> **Исходный отрывок**
>>>>
Тут только генерал Шелашников убедился, что иркутский инцидент произошел по какой-то неряшливости петербургской канцелярии, что никакой высшей политики не заключалось в том, что телеграмма прошла в Пекин и не было телеграммы на имя генерал-губернатора, и Шелашникову пришлось прекратить следствие над Садовниковым.
Это было безобразное время в Иркутске. Полгорода лежало под пеплом, из-под белого снежного савана поднимались только обгорелые черные печи. Дама полусвета попадает в помпадурши; через нее чиновники обделывают свои дела, ищут у нее протекции для защиты. Честные и способные чиновники в загоне; казнокрады свободно обделывают свои дела; среди губернской администрации царит темная личность – Стихарский, а над бюрократией всей Восточной Сибири – Сиверс. Это был остзеец, которого привез иркутский генерал-губернатор Корсаков в качестве метрдотеля;
он заведовал в генерал-губернаторском доме буфетом и конюшней. Корсаков зачислил его в штат генерал-губернаторской канцелярии, чтобы прочнее обеспечить его средствами существования. Ловкий и услужливый метрдотель оказался таким же ловким чиновником. Постепенно он стал повышаться и, наконец, сделался настолько видным, что мог дерзнуть посвататься к дочери богатейшего иркутского золотопромышленника Базанова. Брак этот оказался выгодным и для зятя, и для тестя. Капиталы Базанова помогли Сиверсу получить в канцелярии место начальника распорядительного отделения, в котором сосредоточены все полицейские дела. От него стало зависеть назначение чиновников на места; словом, все чиновники очутились в его руках. Базанов же нашел в Сиверсе заслон от всяких притязаний полицейских властей. Если на приисках злоупотребления вызывали бунт рабочих, Сиверс мог заглушить скандальное дело. Таким образом, вырос всесильный чиновник, который царствовал над восточносибирской бюрократией за время управления Фредерикса и Шелашникова.
Иркутское общество надеялось, что с приездом Анучина иркутский режим радикально изменится. Об Анучине были самые благоприятные характеристики. Рассказывали, что перед Польским восстанием Анучин служил в Петербурге и вращался в либеральных кругах; им интересовались и старались попасть в те дома, в которых блестящий офицер генерального штаба говорил свои радикальные речи. Указывали, что он поместил в «Современнике» статью о бунте уральских казаков, предшествовавшем пугачевскому бунту. Иркутяне ждали от генерал-губернатора-литератора необычайных дел. Были уверены, что новое управление будет в совершенно противоположном духе с управлением Фредерикса и Шелашникова. Мечтали если не о том, что это будет новый Сперанский, то, по крайней мере, такой же государственный чиновник, как граф Муравьев-Амурский.
<<<<
> **Требования**
(1) В отрывке об иркутских чиновниках: к дочери какого золотопромышленника посватался Сиверс?
(2) Допишите продолжение отрывка об иркутских чиновниках, начиная сразу после его последнего предложения.

> **Блок данных**
>>>>
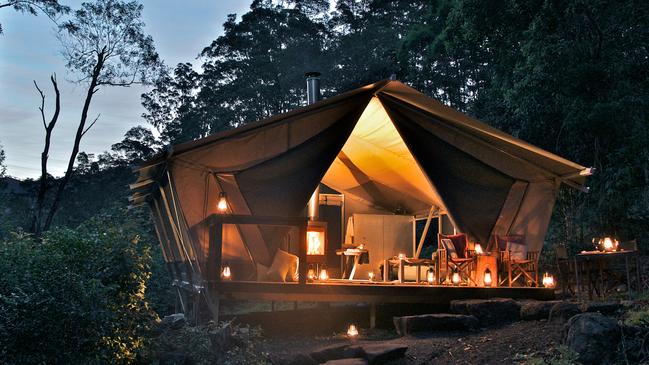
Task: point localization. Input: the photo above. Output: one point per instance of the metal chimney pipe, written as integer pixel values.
(313, 96)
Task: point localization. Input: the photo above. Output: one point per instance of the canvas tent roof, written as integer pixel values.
(385, 144)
<<<<
> **Результаты по заданиям**
(1) К дочери богатейшего иркутского золотопромышленника Базанова.

(2)
О карьере Анучина в Царстве Польском иркутянам ничего не было известно; они не знали, что Анучин отрекся от своих прежних друзей, что он предложил свою шпагу тем, которых раньше считал своими противниками.
Когда генерал переплывал на пароходе через Ангару, набережная реки была усеяна народом. Гласные его ждали с хлебом-солью. Толпа ждала нового начальника как дорогого гостя. Когда генерал сходил с парома на берег, раздалось «ура». Это не было казенное пустозвонное «ура»: для многих с ним были соединены большие ожидания. Принимая хлеб, генерал сказал, что, вступая на иркутскую почву, он особенно радуется тому, что слышит звон православных колоколов; в течение нескольких лет, живя в Польше, он скучал по ним и теперь испытывает удовольствие от мысли, что более не будет слышать чужого звона католических колоколов.
Это было начало генерал-губернаторской декларации, которое, однако, не отражало иркутское общественное мнение, это были цветочки, а дальше посыпались и ягодки.
На другой день генерал, принимая в генерал-губернаторском доме муниципалитет и высших чинов местной администрации, яснее высказался о том, чего может ожидать от него местное общество. Он громко и ясно сказал, что никакой перемены в управлении не будет, что он решил управлять краем совершенно так же, как управлял им Шелашников.
Теперь у иркутского общества не было никакого сомнения в характере управления нового начальства. Все надежды на изменение к лучшему погасли. Так как чиновник Сиверс, присоединившийся к поезду Анучина еще на дороге, приехал в Иркутск в один день с ним, то обескураженная иркутская публика после речи Анучина острила, будто бы в Иркутск приехал не настоящий Анучин, что настоящий выехал из Радома, но на дороге Сиверс подменил его.
И в самом деле, в управлении Восточной Сибири с Анучиным ничто не изменилось. Все прежние воротилы в чиновничьем мире остались на местах, и Сиверс, зять золотопромышленника Базанова, и Стихарский, прославившийся многими проделками.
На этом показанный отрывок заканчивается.